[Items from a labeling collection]
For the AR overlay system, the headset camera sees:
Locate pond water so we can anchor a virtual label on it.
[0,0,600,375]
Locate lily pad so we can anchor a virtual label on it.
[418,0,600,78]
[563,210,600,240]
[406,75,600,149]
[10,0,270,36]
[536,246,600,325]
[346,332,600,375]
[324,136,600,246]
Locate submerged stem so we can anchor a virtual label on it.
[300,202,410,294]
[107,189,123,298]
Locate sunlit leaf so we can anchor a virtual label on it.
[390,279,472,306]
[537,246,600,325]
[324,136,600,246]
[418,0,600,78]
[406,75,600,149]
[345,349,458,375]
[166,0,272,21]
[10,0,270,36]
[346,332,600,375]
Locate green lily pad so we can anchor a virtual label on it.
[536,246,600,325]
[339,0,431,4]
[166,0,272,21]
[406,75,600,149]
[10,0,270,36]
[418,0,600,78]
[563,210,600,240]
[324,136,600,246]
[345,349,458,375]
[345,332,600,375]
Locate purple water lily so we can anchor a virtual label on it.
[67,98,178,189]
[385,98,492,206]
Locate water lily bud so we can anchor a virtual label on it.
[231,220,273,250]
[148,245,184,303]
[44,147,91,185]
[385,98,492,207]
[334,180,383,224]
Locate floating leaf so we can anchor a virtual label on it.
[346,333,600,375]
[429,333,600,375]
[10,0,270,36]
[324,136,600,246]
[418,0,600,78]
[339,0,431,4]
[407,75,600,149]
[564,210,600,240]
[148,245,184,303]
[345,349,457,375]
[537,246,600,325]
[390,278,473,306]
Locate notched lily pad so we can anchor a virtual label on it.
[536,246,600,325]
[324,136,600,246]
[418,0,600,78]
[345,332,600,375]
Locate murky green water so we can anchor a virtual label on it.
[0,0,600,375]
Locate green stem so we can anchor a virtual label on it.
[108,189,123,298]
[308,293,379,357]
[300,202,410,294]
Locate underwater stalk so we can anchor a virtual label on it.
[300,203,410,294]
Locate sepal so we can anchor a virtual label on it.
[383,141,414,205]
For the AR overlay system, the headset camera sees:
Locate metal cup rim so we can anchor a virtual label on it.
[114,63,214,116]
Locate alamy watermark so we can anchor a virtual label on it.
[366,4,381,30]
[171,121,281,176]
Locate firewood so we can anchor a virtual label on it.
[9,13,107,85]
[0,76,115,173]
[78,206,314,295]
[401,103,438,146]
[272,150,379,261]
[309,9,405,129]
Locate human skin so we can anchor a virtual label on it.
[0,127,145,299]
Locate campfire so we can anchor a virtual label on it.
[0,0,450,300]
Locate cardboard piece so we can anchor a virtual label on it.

* **TASK DETAILS**: Render every line above as a JSON list of strings, one string per line, with blank lines omitted.

* **RESULT FOR THIS TASK**:
[
  "For the AR overlay system, the headset camera sees:",
  "Locate pond water so we can anchor a virtual label on it.",
  "[0,0,600,375]",
  "Locate lily pad so we can anchor a virtual label on it.",
  "[418,0,600,78]",
  "[563,210,600,240]",
  "[406,75,600,149]",
  "[10,0,270,36]",
  "[536,246,600,325]",
  "[346,332,600,375]",
  "[324,136,600,246]",
  "Locate submerged stem so we can anchor a virtual label on it.",
  "[300,202,410,294]",
  "[107,189,123,298]",
  "Locate sunlit leaf so we can anchor a virtual label on it.",
  "[390,279,472,306]",
  "[537,246,600,325]",
  "[324,136,600,246]",
  "[418,0,600,78]",
  "[406,75,600,149]",
  "[345,349,458,375]",
  "[166,0,272,21]",
  "[10,0,270,36]",
  "[346,332,600,375]",
  "Locate green lily pad so we can anchor a virtual label on it.",
  "[536,246,600,325]",
  "[339,0,431,4]",
  "[166,0,272,21]",
  "[406,75,600,149]",
  "[10,0,270,36]",
  "[418,0,600,78]",
  "[563,210,600,240]",
  "[324,136,600,246]",
  "[345,349,458,375]",
  "[345,332,600,375]",
  "Locate purple water lily so we can anchor a virtual label on it.",
  "[67,98,178,189]",
  "[385,98,492,206]",
  "Locate water lily bud so we can anchor a virtual label on it.",
  "[231,220,273,250]",
  "[148,245,184,303]",
  "[44,147,91,185]",
  "[385,98,492,207]",
  "[334,180,383,224]",
  "Locate floating leaf so we can anchor a virtual label on it.",
  "[346,333,600,375]",
  "[429,333,600,375]",
  "[10,0,270,36]",
  "[324,136,600,246]",
  "[418,0,600,78]",
  "[339,0,431,4]",
  "[407,75,600,149]",
  "[564,210,600,240]",
  "[148,245,184,303]",
  "[345,349,457,375]",
  "[537,246,600,325]",
  "[390,278,473,306]",
  "Locate notched lily pad so we can anchor a virtual label on it.",
  "[536,246,600,325]",
  "[324,136,600,246]",
  "[418,0,600,78]",
  "[345,332,600,375]",
  "Locate murky green water so we can anchor a virtual label on it.",
  "[0,0,600,375]",
  "Locate green stem so we can anchor a virtual label on it.",
  "[108,189,123,298]",
  "[308,293,379,357]",
  "[300,202,410,294]",
  "Locate underwater stalk so we can anchor a virtual label on it.",
  "[300,203,410,294]",
  "Locate sepal so we can anchor a virtual label on it.",
  "[383,141,414,205]",
  "For the AR overlay system, the headset camera sees:",
  "Locate metal cup rim so we can anchor a virtual label on it.",
  "[114,63,214,116]",
  "Locate alamy watermark so we can anchor a virtual label on it.",
  "[366,4,381,30]",
  "[171,121,281,176]",
  "Locate firewood so we can anchor a virtual label on it.",
  "[9,13,107,85]",
  "[0,76,115,173]",
  "[78,206,314,295]",
  "[401,103,438,146]",
  "[272,150,379,261]",
  "[309,9,405,129]",
  "Locate human skin so we can anchor a virtual label on it.",
  "[0,127,145,299]",
  "Locate campfire so we can anchor a virtual label on it.",
  "[0,0,450,300]",
  "Locate cardboard piece so we can anchor a virtual label on it."
]